Record set ::
★ ★ ★ ★
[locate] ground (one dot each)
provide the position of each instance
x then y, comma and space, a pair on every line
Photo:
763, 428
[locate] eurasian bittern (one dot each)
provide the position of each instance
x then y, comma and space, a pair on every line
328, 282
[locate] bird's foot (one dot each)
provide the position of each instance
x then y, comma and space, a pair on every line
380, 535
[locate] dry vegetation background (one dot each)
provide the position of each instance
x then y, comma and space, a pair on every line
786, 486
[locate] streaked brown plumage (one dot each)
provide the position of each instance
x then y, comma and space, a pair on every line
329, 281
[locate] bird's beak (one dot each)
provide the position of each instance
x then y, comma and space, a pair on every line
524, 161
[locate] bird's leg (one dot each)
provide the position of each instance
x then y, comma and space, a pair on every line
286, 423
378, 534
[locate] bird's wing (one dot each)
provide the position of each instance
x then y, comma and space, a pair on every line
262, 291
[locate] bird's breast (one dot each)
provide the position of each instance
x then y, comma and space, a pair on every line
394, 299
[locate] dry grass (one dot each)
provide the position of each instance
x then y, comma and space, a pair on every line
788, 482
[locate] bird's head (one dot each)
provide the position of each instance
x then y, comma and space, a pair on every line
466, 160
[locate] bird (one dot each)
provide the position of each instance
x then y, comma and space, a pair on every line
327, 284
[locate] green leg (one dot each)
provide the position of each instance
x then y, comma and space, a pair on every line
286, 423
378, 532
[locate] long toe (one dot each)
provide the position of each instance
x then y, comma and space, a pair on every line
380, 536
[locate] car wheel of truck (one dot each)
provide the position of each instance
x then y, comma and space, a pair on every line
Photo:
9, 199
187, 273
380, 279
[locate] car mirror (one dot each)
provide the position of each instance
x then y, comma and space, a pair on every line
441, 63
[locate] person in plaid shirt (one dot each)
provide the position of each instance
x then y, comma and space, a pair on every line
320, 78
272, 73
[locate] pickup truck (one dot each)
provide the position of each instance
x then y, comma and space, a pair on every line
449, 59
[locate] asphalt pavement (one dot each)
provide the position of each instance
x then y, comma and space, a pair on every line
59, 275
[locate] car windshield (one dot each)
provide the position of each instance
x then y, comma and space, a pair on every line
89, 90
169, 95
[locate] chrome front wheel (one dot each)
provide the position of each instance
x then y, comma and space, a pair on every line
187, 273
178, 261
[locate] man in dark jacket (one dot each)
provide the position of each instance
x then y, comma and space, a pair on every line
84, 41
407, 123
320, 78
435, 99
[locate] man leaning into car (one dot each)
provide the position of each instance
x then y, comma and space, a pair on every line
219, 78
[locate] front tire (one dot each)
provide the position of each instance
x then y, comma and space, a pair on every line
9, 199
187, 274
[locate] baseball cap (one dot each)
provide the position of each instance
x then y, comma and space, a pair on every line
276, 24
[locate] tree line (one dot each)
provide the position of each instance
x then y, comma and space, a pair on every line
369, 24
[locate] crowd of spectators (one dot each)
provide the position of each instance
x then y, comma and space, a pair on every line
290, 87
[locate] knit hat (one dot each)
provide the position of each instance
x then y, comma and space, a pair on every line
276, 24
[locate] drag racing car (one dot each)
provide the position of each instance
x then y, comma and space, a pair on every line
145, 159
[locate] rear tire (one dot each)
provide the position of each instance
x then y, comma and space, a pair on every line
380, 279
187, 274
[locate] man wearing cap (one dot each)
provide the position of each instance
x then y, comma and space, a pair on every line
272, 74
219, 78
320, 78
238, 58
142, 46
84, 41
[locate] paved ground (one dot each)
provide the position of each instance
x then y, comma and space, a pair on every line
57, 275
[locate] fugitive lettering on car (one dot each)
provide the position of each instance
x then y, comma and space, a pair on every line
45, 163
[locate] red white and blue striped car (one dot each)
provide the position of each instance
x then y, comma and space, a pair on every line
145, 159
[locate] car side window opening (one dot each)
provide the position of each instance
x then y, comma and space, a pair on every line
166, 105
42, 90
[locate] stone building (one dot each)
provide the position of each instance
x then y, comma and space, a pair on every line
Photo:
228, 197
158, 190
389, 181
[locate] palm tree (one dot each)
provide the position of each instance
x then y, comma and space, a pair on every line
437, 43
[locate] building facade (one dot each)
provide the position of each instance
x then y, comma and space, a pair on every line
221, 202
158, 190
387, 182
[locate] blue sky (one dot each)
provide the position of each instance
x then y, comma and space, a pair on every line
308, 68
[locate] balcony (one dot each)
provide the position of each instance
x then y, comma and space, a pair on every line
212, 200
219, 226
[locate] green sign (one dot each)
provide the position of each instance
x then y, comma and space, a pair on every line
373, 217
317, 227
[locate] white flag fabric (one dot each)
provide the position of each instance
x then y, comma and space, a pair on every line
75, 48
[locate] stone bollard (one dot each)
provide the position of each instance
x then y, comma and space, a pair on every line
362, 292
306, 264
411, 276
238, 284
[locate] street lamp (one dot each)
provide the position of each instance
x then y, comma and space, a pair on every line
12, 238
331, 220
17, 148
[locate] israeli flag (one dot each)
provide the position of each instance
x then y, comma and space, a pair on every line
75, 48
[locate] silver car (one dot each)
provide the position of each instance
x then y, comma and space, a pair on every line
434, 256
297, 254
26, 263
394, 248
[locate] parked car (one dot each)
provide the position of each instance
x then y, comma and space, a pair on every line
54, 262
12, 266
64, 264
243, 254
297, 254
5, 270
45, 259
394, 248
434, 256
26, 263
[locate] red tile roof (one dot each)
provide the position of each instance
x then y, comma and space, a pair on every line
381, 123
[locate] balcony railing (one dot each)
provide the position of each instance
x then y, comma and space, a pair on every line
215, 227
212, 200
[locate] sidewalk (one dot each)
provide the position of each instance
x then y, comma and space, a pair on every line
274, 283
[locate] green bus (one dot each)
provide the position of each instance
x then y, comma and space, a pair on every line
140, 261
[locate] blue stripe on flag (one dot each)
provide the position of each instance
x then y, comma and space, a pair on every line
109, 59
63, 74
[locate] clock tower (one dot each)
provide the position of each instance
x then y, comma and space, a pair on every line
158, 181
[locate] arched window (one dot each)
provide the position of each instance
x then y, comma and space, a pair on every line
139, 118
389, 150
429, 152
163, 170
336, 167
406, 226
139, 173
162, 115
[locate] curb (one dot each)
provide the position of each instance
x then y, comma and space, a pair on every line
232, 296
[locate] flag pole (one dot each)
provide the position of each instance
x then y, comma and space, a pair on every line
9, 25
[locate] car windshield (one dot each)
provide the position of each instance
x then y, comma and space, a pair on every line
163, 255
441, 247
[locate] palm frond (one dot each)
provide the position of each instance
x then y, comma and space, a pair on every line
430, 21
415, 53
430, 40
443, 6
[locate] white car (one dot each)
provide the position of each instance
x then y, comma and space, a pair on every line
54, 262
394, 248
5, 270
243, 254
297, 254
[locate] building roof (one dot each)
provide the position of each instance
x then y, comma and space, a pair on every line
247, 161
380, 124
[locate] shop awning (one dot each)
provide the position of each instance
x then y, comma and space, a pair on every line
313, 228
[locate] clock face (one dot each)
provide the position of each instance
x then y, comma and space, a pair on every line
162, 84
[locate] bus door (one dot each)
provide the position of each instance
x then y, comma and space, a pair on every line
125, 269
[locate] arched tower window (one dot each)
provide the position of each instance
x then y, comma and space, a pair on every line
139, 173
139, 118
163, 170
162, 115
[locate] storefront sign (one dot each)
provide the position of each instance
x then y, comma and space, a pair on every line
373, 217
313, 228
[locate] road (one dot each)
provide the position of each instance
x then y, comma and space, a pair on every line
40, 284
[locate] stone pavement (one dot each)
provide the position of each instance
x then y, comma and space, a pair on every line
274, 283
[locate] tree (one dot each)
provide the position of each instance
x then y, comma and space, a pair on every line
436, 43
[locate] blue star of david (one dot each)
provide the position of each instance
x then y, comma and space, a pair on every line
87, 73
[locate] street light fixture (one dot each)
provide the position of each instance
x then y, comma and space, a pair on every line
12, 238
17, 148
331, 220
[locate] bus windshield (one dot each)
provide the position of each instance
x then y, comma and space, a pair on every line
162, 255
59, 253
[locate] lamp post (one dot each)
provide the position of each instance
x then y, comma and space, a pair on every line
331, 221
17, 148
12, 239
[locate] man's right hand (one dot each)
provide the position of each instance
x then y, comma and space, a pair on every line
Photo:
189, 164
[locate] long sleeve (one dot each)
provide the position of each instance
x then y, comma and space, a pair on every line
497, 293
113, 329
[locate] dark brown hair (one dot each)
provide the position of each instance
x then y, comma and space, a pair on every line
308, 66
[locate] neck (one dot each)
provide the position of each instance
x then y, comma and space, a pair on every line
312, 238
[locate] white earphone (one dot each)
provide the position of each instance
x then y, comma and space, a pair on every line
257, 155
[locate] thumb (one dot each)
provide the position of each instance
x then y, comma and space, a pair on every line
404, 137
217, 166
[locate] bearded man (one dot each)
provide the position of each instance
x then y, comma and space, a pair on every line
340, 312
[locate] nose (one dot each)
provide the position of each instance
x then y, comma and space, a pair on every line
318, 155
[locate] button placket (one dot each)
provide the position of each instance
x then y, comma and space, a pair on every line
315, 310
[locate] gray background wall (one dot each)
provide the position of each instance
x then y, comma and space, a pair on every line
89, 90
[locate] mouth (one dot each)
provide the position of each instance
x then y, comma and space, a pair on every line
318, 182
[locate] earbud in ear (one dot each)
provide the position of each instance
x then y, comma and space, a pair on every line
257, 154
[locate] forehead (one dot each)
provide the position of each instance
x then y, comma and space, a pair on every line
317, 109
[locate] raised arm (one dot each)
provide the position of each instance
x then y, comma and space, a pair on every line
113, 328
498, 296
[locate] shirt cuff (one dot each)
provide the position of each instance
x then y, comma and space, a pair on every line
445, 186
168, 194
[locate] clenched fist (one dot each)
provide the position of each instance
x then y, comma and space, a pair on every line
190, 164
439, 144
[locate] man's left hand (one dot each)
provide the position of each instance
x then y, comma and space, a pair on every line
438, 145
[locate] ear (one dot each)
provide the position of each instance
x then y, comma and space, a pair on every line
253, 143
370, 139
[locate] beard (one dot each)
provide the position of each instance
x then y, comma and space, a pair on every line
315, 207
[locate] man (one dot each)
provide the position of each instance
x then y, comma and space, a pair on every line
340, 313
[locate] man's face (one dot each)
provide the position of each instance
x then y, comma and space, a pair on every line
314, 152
★ ★ ★ ★
Stated exercise :: Repeat exactly the lines from the line containing "[locate] mouth (one dot each)" through the last line of the records above, including both, and nothing else.

Task result ::
[locate] mouth (one dot each)
provide the position of each instance
x then y, comma and space, a pair on every line
318, 182
[locate] earbud in ear (one dot each)
provide the position of each instance
x then y, comma and space, a pair on every line
257, 154
[locate] forehead (one dot each)
provide the position of each instance
x then y, comma and space, a pair on every line
317, 109
[locate] raised arm (one dot each)
provide the position of each instance
x then y, comma and space, a pair on every line
113, 328
498, 296
[locate] shirt cuff (one dot each)
provide the position of each instance
x then y, comma and space, a pair on every line
445, 186
168, 194
[locate] clenched fist (one dot each)
provide the position of each instance
x then y, comma and space, a pair on every line
190, 164
439, 144
[locate] man's left hand (one dot each)
provide the position of each instance
x then y, comma and space, a pair on every line
438, 145
[locate] ear (one dot each)
provide the position of each instance
x then y, comma and space, a pair on every line
253, 143
370, 139
[locate] beard (one dot each)
provide the position of each instance
x then y, comma and space, a pair on every line
315, 207
[locate] man (one dot each)
provide the position of each instance
x then y, comma and space, a pair on every line
340, 313
[locate] man's face (one dot each)
provide the position of each instance
x then y, comma and space, a pair on every line
314, 152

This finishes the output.